### Data to use
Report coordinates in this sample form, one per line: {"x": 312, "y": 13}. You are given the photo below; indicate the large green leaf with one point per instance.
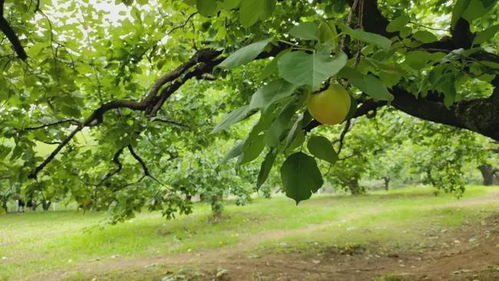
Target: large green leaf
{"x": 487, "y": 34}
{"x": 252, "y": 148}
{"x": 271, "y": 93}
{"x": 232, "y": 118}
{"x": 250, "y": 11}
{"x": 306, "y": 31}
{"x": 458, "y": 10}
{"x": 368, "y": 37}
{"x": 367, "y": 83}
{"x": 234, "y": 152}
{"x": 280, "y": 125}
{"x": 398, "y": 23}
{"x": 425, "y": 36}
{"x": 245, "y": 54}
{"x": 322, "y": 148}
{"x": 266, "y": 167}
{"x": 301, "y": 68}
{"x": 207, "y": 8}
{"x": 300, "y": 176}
==
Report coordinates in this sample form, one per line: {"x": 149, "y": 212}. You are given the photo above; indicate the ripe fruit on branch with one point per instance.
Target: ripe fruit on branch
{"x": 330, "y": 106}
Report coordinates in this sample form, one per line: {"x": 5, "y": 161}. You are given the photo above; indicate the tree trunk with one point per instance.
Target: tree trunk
==
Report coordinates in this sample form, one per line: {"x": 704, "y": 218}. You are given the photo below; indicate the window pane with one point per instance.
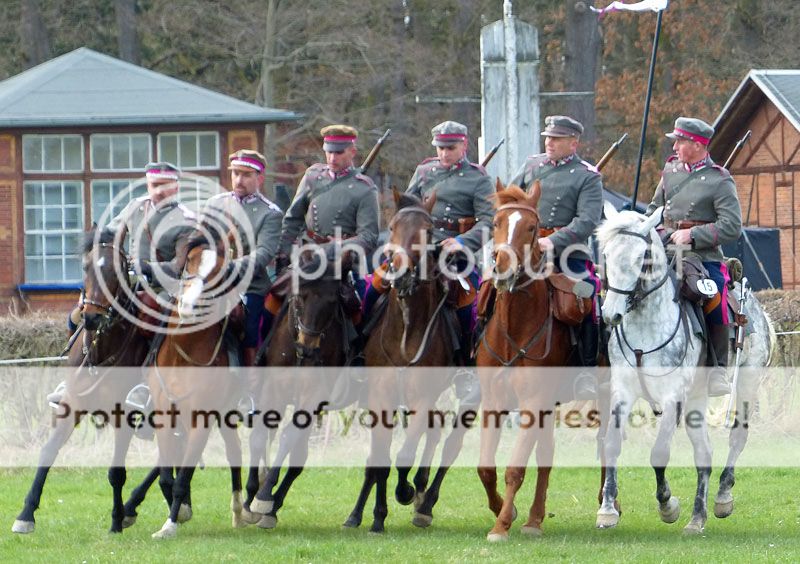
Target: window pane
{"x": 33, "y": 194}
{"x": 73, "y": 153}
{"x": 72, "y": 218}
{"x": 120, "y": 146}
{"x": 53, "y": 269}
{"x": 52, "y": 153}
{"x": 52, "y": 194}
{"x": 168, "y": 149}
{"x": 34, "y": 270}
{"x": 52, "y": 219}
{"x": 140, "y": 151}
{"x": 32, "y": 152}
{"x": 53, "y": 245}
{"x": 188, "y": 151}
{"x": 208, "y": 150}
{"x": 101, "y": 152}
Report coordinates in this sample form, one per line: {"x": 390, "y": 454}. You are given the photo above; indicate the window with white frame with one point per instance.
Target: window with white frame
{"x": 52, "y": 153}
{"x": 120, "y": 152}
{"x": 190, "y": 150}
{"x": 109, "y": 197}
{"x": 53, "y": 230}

### Your task
Reproduce verbatim the entry lines from the line containing "trunk with one point per instance." to the line containing "Target: tree trunk", both included.

### Solution to the problem
Report coordinates in this sample form, one per line: {"x": 5, "y": 161}. You are given the photo above; indicate the tree trunk with one point per instance.
Target: tree trunk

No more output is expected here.